*Problem to work on*: Type out the lines below exactly, pictures excluded.

*Recorded data*:
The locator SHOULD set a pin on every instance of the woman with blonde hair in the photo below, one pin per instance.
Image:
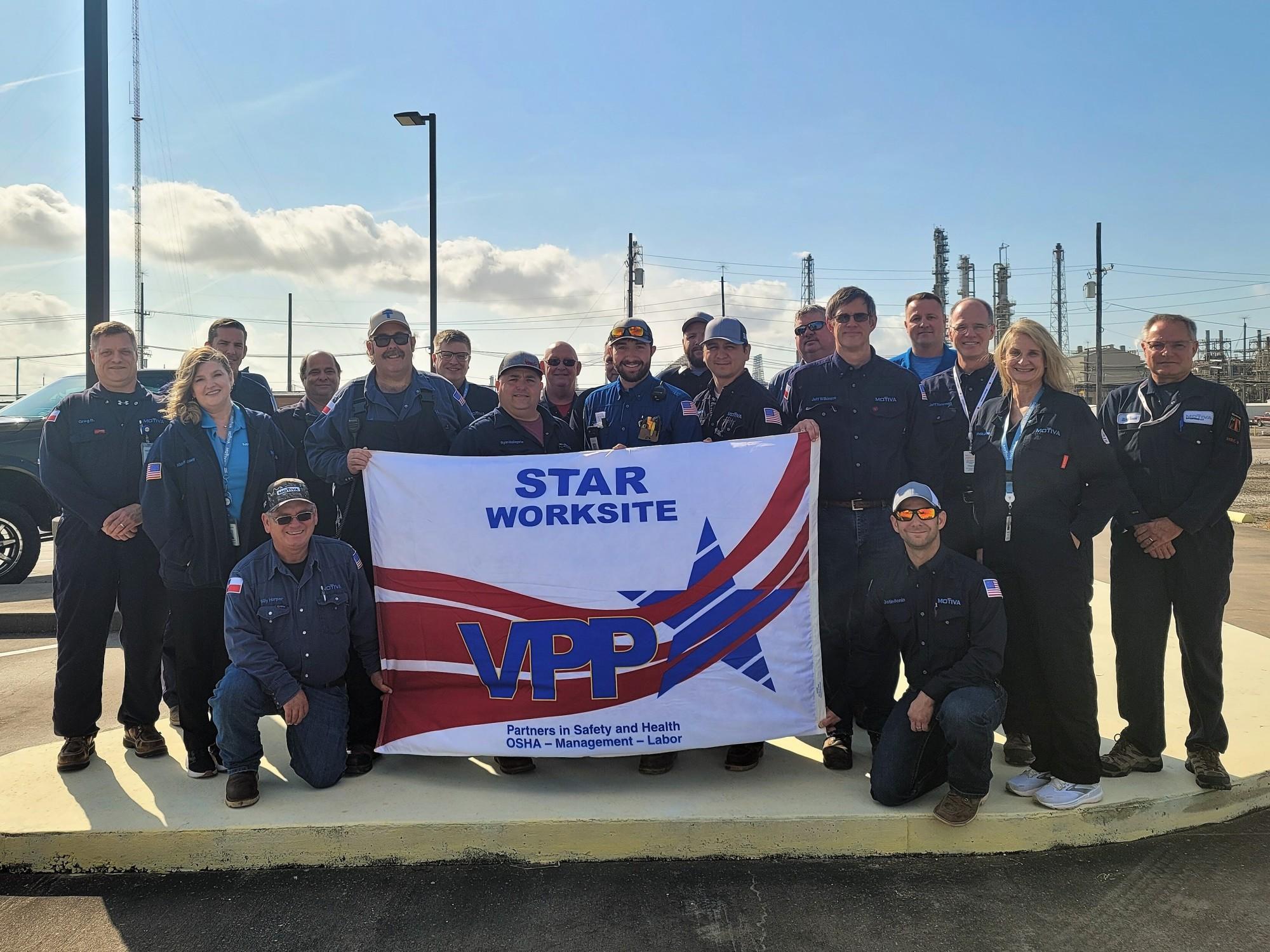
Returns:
(1046, 484)
(203, 494)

*Task answer*:
The locator SHOULD set a pin on every instance of the woman with blonde hair in the photo below, one pin per instance.
Image:
Returns:
(1046, 484)
(203, 494)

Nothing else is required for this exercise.